**INSTRUCTIONS FOR THE TASK:** Your task is to return the span of lines beginning at the one with "Target: gothic stone building" and ending at the last line of the data, exactly as it stands.

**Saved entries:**
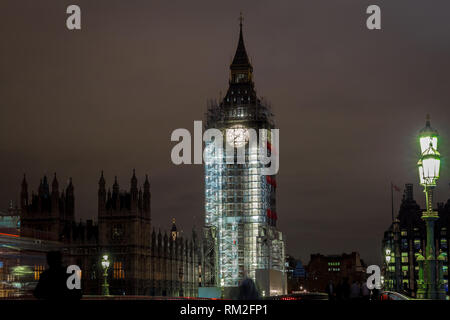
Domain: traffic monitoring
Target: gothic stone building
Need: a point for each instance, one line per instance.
(406, 237)
(142, 261)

**ANSWER SECTION:**
Target: gothic stone building
Need: a point for each instance, one line per instance.
(406, 237)
(142, 261)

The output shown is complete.